**What to do:**
List every line in the material below that contains the word "floor".

**Provided data:**
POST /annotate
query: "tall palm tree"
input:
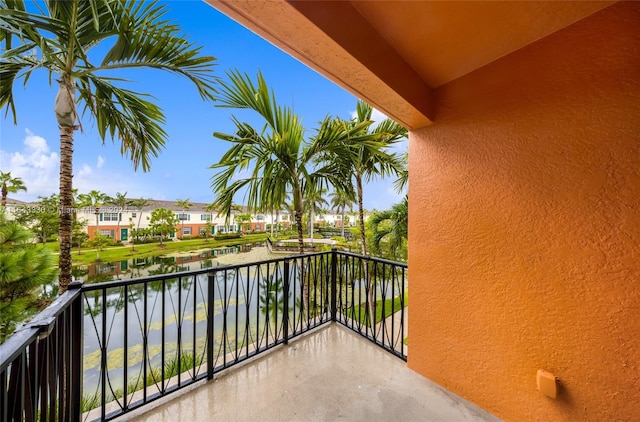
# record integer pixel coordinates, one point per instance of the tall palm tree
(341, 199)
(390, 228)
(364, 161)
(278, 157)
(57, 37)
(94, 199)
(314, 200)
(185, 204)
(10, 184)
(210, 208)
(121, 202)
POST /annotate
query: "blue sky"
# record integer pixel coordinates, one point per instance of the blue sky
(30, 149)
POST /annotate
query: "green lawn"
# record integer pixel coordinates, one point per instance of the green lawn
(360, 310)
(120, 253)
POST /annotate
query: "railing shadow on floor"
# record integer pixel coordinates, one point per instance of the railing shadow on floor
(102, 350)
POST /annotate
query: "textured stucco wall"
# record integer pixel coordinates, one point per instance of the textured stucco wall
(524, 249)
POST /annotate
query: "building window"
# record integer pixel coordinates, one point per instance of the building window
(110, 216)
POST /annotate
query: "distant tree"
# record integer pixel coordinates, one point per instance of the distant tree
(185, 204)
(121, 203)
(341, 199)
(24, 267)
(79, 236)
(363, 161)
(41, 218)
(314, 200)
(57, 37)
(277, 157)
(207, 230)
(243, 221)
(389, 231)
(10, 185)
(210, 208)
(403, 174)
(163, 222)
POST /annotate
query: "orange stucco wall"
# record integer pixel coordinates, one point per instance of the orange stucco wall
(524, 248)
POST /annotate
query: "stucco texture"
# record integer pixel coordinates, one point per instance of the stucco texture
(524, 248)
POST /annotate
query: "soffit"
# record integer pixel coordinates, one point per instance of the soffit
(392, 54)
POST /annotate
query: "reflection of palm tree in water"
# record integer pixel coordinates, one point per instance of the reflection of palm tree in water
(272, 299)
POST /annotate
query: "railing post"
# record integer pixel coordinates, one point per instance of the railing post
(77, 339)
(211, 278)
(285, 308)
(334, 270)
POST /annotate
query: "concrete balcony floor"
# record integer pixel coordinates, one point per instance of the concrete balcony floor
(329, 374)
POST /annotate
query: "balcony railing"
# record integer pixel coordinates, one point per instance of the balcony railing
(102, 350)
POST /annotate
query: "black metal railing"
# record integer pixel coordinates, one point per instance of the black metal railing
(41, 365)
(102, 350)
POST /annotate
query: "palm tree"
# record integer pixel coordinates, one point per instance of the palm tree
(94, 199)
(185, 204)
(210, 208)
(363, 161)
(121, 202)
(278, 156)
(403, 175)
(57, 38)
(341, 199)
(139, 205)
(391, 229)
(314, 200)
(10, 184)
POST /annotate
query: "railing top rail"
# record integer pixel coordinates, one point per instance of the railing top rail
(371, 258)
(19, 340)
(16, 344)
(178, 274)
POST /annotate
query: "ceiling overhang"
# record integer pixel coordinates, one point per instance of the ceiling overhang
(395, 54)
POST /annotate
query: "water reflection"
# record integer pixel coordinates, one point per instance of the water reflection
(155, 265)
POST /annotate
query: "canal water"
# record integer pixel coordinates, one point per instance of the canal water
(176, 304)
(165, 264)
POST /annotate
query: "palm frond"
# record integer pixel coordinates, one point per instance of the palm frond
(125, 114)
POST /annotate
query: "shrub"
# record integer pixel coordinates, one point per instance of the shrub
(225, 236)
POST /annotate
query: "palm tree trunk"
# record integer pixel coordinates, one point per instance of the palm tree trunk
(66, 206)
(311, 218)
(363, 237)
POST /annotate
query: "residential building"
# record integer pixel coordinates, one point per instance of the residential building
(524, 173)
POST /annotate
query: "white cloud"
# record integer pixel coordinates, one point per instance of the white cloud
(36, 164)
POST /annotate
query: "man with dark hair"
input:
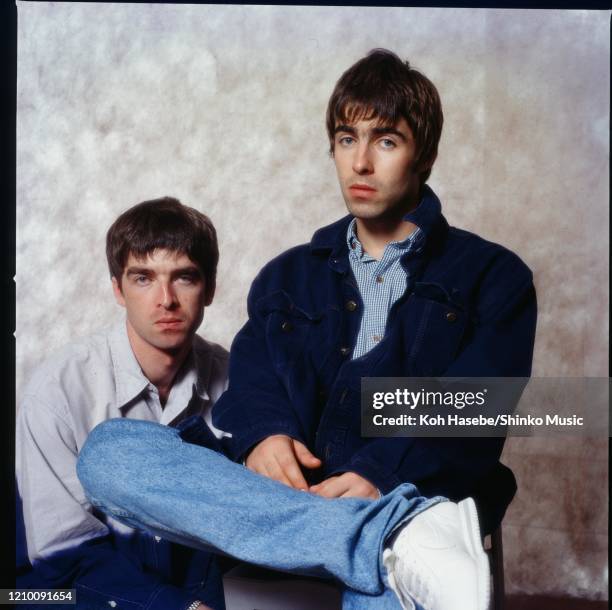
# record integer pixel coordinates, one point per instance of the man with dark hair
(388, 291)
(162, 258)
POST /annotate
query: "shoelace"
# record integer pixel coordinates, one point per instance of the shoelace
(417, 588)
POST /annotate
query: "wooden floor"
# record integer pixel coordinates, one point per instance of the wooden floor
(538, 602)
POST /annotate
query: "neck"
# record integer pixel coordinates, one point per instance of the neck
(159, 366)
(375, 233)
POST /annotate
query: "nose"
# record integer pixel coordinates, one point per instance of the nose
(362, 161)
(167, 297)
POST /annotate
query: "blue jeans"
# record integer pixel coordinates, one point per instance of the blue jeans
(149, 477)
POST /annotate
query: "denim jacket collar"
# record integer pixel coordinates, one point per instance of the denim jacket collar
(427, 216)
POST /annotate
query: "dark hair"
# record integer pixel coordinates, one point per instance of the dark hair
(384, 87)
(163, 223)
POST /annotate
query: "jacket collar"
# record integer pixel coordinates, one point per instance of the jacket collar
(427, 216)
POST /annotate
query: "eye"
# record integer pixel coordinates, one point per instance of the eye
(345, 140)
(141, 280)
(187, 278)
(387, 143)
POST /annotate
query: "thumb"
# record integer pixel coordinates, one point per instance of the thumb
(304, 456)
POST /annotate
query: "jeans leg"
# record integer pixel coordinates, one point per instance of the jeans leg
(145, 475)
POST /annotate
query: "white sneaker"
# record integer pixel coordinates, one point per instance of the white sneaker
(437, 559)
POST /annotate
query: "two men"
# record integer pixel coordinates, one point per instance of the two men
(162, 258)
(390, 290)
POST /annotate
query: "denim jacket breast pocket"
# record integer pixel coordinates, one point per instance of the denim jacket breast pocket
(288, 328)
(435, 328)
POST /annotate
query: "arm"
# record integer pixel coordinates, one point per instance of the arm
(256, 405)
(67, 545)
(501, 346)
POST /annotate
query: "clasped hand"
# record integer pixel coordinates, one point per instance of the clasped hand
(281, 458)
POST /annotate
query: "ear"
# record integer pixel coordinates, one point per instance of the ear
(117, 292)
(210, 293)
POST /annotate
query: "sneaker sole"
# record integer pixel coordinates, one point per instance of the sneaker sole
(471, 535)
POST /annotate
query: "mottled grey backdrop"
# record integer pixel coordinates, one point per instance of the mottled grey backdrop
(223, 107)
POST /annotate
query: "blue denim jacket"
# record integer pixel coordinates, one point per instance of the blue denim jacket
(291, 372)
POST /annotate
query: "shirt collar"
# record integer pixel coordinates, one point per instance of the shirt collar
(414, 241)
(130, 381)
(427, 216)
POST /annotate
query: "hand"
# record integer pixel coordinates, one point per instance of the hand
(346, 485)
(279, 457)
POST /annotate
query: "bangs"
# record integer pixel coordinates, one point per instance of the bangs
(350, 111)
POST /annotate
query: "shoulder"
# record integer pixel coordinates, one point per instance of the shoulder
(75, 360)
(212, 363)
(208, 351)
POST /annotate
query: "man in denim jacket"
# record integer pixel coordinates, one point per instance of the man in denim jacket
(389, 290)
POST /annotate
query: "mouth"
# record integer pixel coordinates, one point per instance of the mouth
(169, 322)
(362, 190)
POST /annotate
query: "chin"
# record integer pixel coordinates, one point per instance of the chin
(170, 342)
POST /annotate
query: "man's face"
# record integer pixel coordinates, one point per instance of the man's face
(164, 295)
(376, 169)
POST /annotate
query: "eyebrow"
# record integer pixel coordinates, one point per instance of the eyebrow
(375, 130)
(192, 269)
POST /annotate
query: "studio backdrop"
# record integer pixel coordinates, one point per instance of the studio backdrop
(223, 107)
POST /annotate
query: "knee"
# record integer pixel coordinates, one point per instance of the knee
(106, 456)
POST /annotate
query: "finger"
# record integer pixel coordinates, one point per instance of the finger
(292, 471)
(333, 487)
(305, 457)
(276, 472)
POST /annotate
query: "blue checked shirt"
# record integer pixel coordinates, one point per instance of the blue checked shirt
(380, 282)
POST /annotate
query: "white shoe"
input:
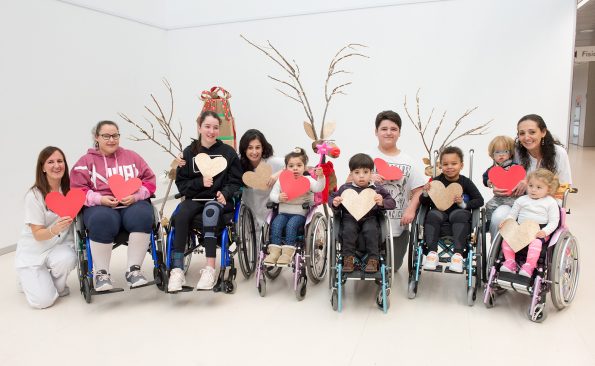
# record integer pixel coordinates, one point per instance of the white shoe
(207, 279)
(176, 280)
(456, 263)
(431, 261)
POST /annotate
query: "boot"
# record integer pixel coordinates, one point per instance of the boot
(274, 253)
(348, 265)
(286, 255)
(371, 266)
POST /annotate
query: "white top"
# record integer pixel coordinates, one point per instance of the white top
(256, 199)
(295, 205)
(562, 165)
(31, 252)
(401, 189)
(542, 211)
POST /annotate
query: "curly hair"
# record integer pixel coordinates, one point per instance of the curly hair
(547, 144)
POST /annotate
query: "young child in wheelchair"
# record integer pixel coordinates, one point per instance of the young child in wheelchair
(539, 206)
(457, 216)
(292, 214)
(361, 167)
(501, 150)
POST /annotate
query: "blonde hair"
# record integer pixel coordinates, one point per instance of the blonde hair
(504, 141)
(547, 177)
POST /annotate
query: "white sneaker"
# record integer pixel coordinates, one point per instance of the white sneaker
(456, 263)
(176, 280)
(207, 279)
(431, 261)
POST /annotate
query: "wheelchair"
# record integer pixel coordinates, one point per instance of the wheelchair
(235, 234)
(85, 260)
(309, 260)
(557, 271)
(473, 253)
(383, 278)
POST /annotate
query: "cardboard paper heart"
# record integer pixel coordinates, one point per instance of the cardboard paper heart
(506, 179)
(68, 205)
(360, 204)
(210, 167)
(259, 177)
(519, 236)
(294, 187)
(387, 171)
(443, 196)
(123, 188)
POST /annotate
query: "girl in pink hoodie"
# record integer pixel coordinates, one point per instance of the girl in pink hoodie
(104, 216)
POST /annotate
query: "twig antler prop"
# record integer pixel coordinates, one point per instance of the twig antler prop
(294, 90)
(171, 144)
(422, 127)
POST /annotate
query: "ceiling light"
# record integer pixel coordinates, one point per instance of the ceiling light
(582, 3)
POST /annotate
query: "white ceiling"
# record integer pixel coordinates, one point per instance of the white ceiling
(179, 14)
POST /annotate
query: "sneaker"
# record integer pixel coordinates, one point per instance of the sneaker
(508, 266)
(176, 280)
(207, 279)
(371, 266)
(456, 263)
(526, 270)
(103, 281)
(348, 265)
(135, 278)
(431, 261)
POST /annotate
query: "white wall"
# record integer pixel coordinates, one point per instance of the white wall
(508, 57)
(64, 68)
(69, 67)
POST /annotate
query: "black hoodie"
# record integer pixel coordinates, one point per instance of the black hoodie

**Written solution:**
query: "railing shadow on floor"
# record integer pixel coordinates, one point per instance of the railing shadow on floor
query: "concrete balcony floor"
# record integer pixel coordinates, one point per instance of the concrete balcony floor
query: "wooden floor"
# record integer pixel coordinates, one point per instance of the wooden floor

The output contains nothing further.